REQUEST 1: Quote the terrarium tank thread word for word, starting with "10 Gallon Conversion" and going on through "be greatly appreciated.".
§ §
Zoo Med 12x12x18 Around $50
Needs alot of work to totally ff proof

Exo Terra 12x12x18 Around $55
Needs alot of work to totally ff proof

10 Gallon Conversion Kit 10x12x20 Around $40
Can cost same as other tanks

Protean Terrarium 12x12x18 Around $60
Don't know too much about these tanks

Custom Acrylic Cubes (Like FCA/RPN) 10x12x18 or 12x12x18 Around $70
Can get them custom sizes, Fruit fly proof, holes drilled for mist/drain

I plan on setting up 3 of these side by side in my bedroom. I want minimal ff escapes as they will be next to my bed. What do you guys think about my selection? Which one do you recommend? I want to set them up cost effectively. But do not want to do a lot of customizing.
What did it cost you guys to modify an exo terra or zoomed?

Any help would be greatly appreciated.

Thanks
Chris


----------



## hexentanz (Sep 18, 2008)

Protean tank! Have heard lots of good things about these tanks. Would get some if I lived back in the states, as it comes close to the european design over here.


----------



## Ola (Jul 21, 2010)

I have a ZooMed and I am very satisfied with it. Talking about ff proofness is nonsense - I feed daily, twice even sometimes as this is a breeding tank so heavy feeding is a must and I rarely find any ffs in my frogroom - the rest of my vivs are custom mades or european style terrariums, but this is mostly due to its cost (I have 45x45x60cm ZooMed and I managed to but 2 terrariums 80x40x50cm custom made for its price). Nevertheless I am planning to get at least one more to match the first one, but also because I find it so great. I love the front glass


----------



## JimO (May 14, 2010)

I saw the Protean tanks in Daytona and they are nice. I almost bought a couple, but I was seriously out of cash and already have a number of unused aquariums that I got pretty cheap.
§ §
REQUEST 2: Write out every line of the rows below again, requests included, with -76 added to each bounding-box coordinate in the answers.
§ §
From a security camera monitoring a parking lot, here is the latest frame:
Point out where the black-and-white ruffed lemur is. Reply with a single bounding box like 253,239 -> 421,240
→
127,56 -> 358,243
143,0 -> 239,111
§ §
FULL RESPONSE 1:
10 Gallon Conversion Kit 10x12x20 Around $40
Can cost same as other tanks

Protean Terrarium 12x12x18 Around $60
Don't know too much about these tanks

Custom Acrylic Cubes (Like FCA/RPN) 10x12x18 or 12x12x18 Around $70
Can get them custom sizes, Fruit fly proof, holes drilled for mist/drain

I plan on setting up 3 of these side by side in my bedroom. I want minimal ff escapes as they will be next to my bed. What do you guys think about my selection? Which one do you recommend? I want to set them up cost effectively. But do not want to do a lot of customizing.
What did it cost you guys to modify an exo terra or zoomed?

Any help would be greatly appreciated.

FULL RESPONSE 2:
From a security camera monitoring a parking lot, here is the latest frame:
Point out where the black-and-white ruffed lemur is. Reply with a single bounding box like 253,239 -> 421,240
→
51,-20 -> 282,167
67,-76 -> 163,35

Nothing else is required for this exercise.